CHALLENGE >> Reproduce every item below word for word, with each line unchanged.

DATASET EXCERPTS >>
□ □ □ □ □ □ □

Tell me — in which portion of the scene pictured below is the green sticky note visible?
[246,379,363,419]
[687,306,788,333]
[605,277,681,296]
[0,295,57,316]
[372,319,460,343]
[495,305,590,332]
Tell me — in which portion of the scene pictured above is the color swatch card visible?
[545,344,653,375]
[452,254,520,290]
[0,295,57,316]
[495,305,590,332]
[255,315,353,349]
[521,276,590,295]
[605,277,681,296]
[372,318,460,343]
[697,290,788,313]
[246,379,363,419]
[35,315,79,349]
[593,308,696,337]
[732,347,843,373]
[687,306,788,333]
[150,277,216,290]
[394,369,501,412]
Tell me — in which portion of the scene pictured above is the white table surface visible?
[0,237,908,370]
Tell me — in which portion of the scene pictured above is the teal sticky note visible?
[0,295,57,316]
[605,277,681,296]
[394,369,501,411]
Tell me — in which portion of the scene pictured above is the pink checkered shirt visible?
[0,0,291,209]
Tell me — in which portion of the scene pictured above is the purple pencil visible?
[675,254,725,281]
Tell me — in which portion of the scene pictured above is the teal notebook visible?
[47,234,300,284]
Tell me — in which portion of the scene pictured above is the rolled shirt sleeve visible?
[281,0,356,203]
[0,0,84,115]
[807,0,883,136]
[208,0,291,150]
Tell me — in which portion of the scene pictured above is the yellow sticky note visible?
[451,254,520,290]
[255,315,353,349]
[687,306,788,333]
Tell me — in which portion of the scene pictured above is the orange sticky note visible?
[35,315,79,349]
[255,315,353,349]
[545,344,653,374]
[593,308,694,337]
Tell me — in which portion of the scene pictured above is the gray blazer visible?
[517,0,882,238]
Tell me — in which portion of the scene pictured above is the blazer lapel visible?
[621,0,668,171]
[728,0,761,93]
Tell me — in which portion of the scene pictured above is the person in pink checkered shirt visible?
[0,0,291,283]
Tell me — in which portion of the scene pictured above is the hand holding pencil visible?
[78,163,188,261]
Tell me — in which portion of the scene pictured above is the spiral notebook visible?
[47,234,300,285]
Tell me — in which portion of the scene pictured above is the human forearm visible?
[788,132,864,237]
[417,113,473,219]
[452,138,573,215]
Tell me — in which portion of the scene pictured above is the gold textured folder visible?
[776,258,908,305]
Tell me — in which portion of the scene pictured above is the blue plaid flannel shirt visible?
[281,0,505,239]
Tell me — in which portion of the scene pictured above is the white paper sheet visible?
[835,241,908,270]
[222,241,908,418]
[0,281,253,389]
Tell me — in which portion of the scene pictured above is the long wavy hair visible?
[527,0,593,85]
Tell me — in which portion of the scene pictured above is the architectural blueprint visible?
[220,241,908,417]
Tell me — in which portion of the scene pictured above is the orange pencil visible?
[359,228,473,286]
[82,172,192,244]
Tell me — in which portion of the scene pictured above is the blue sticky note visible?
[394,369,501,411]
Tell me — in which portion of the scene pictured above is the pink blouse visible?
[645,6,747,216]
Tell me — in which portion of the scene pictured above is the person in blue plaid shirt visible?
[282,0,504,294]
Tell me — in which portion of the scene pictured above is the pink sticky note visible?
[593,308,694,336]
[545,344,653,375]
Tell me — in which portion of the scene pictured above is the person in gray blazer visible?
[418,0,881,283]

□ □ □ □ □ □ □

FINAL RESULT >>
Tell me — in which portion of the scene pictured below is the green sticky note visible?
[246,379,363,419]
[687,306,788,333]
[605,277,681,296]
[0,295,57,316]
[372,319,460,343]
[495,305,590,332]
Tell me — in which portion of the scene pictured above is the color swatch card visible?
[545,344,653,375]
[452,254,520,290]
[0,295,57,316]
[495,305,590,332]
[255,315,353,349]
[521,276,590,295]
[605,277,681,296]
[372,318,460,343]
[697,290,788,313]
[246,379,363,419]
[35,315,79,349]
[593,308,696,337]
[732,347,843,373]
[687,306,788,333]
[150,277,216,290]
[394,369,501,412]
Tell me — in which portion of the scene pictured above is the white table surface visible?
[0,237,908,370]
Tell me — in which portion of the scene pictured above is the teal sticky note visible?
[0,295,57,316]
[605,277,681,296]
[394,369,501,411]
Tell me — in which portion of the scene pictured above is the pink checkered shirt visible?
[0,0,291,209]
Tell me — in which portion of the scene pictured above is the purple pencil visible?
[675,254,725,281]
Tell me — in which portion of the scene pictured above is the teal notebook visible?
[47,234,300,284]
Tell me — in which portion of the scene pictured above is the rolled shirt sleeve visible?
[281,0,356,203]
[0,0,84,115]
[807,0,883,136]
[208,0,291,150]
Tell me — in which portion of the scene pictured above is the yellow sticky note visible?
[451,254,520,290]
[255,315,353,349]
[687,306,788,333]
Tell me — in which portion of the scene pictured above is the orange sticky note visible?
[35,315,79,349]
[255,315,353,349]
[545,344,653,374]
[593,308,694,337]
Tell me — in which portion of the scene pictured above is the gray blazer visible?
[517,0,882,238]
Tell me — in which portion of the scene pictured above is the blazer lapel visible?
[621,0,668,171]
[728,0,761,93]
Tell me — in which portion of the scene pictured above is the person in pink checkered shirt visible?
[0,0,291,283]
Tell me — in which portion of the scene pictured above is the hand holding pencil visible?
[78,163,188,261]
Tell me — in which portion of the scene pictured above is the spiral notebook visible?
[47,234,300,285]
Tell me — in which portion of the scene pictured above is the human forearm visible?
[788,132,864,237]
[417,113,473,219]
[452,138,573,215]
Tell me — in which portion of the scene pictured above is the gold textured folder visible?
[776,258,908,305]
Tell me — in which portion of the scene pictured above is the blue plaid flannel shirt visible?
[281,0,505,239]
Tell me — in which portion of the scene pictured above is the white paper sheet visible?
[835,241,908,270]
[222,241,908,418]
[0,281,253,389]
Tell me — in which portion of the scene pictured above is the long wavy hair visible?
[527,0,593,85]
Tell me — in which portion of the scene pictured above is the architectural blueprint visible?
[220,241,908,417]
Tell me — in which portion of the scene pictured above is the orange pencil visible?
[359,228,473,286]
[82,172,192,244]
Tell me — in which portion of the scene pictured above is the blue sticky note visible?
[394,369,501,411]
Tell me — in which portion of the scene pictured above is the pink blouse visible?
[645,6,747,216]
Tell me — in which portion of the scene pictured above is the person in blue plaid shirt visible?
[282,0,504,294]
Tell me — in which portion of the scene pictured above is the pink sticky note visible?
[593,308,694,336]
[545,344,653,375]
Tell me — in which portion of the scene pictured above is the person in gray blazer visible?
[418,0,881,283]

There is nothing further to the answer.